**課題の内容**
1. ピーコの目の不調を扱った文章について、次の問いにそれぞれ答えよ。
(a) ピーコが初めて目の違和感を覚えたのは何年何月で、当時何歳だったか。
(b) 二人が健康診断を受けた病院の名称と所在地は何か。
(c) おすぎが以前、聞こえない状態になっていたのはどちらの耳か。
2. ピーコの目の不調を扱った文章について、最後の一文の後に続く内容を書け。

**学習用本文**
====================

仕事も順調に運んでいたところ、ピーコさんに以下のような症状が現れてきたそうです。
1989年2月、44歳。ピーコはいつものように原稿を執筆していたある日、目の違和感を感じた。原稿用紙の横の線の位置が分からず、左目がかすんだ。突然の症状。しかし、痛みもなく仕事も忙しかったため、そのままにしてしまった。

6か月が過ぎた8月7日、二人は年に一度の健康診断を受けることに。静岡県熱海市にある熱函病院。院長が知り合いだったこともあり、温泉旅行もかねて毎年来るようになっていた。二人とも内臓などの異常はなく、一安心したときだった。以前からピーコの目の不調を聞いていたい院長の奥様の勧めで、急遽たまたま居合わせた眼科医に目を診てもらう事に。すると診断は意外なものだった。

「網膜剥離の可能性」すぐに手を打たなければ、左目は失明と宣告。一刻も早く設備が整った医療機関での再検査が必要とのことだった。左目が失明…。実はおすぎも以前、左耳の鼓膜が破れ、聞こえない状態になっていた。二つあるものが一つになる辛さをよく知っていた。

====================

[セグメンテーションマスクデータ]
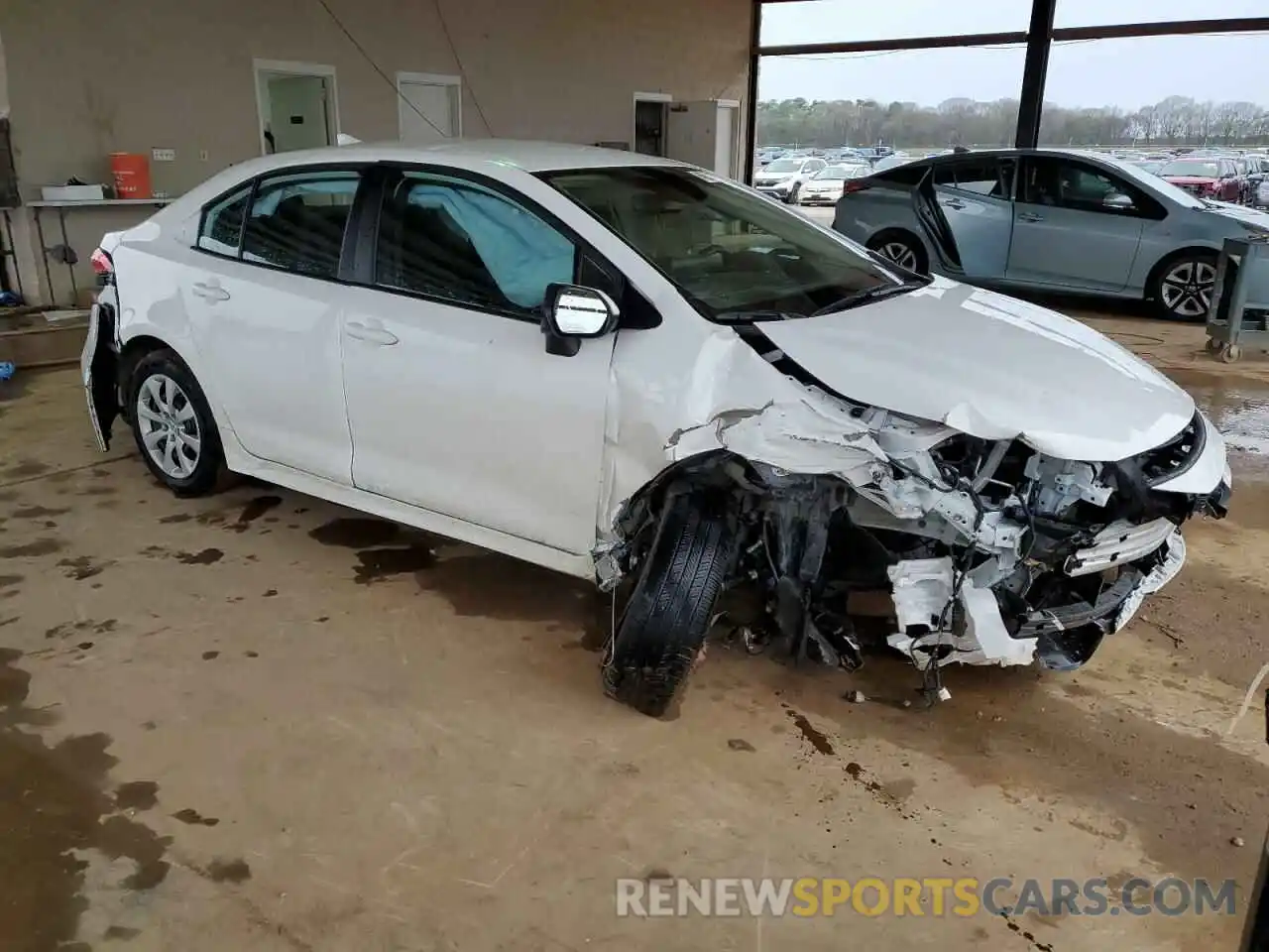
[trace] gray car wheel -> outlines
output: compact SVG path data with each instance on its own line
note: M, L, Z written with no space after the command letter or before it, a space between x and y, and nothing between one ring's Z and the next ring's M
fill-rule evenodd
M1212 307L1216 289L1216 255L1194 251L1159 269L1154 297L1164 317L1176 321L1203 321Z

====================

**解答**
1.
(a) 1989年2月、44歳。
(b) 熱函病院、静岡県熱海市。
(c) 左耳。

2.
翌日、早速小田原市立病院へ。眼科の権威である佐伯医師により検査が始められた。造影剤を注射、造影写真が何枚も撮られていく。やがて医師から「メラノーマ」という声を聞き、ピーコはすぐに自分がガンだと悟った。

別名「悪性黒色腫」。皮膚ガンの一種で、メラニンをつくる細胞であるメラノサイトが悪性化し腫瘍となる。ピーコの場合は、眼球の後ろ側の網膜を覆っている脈絡系に発症。腫瘍が広がり網膜を大きく引き伸ばしていた。

目の中にできるのは30万人に一人という珍しいケース。球眼のリンパ管に腫瘍が入り込めば体中に転移する危険があり、視神経に達していれば死は免れない。ピーコの腫瘍は1.4cmもあり、眼球を全摘出しなければ命にかかわる。医師は言った。「私の仕事は目が悪い人の目を見えるようにすること。まだ見える目を摘出するのは本望ではないが、そうしないと命が危ない。だから私は摘出を勧めるんだよ」その医師の言葉に、ピーコは手術をすることに即決した。

メラノーマは、メラニン色素を作る細胞であるメラノサイトが癌化によって生じる悪性腫瘍です。多くは黒褐色の病変として皮膚に生じてきます。ホクロと似た形状であるため、放置してしまうケースがあり、その間に進行してしまい、問題となります。

国内で年間1,500人〜2,000人が発症し、転移すると90%が5年以内に死に至るといわれており、転移を生じやすく、きわめて悪性度の高い腫瘍であることが分かるかと思われます。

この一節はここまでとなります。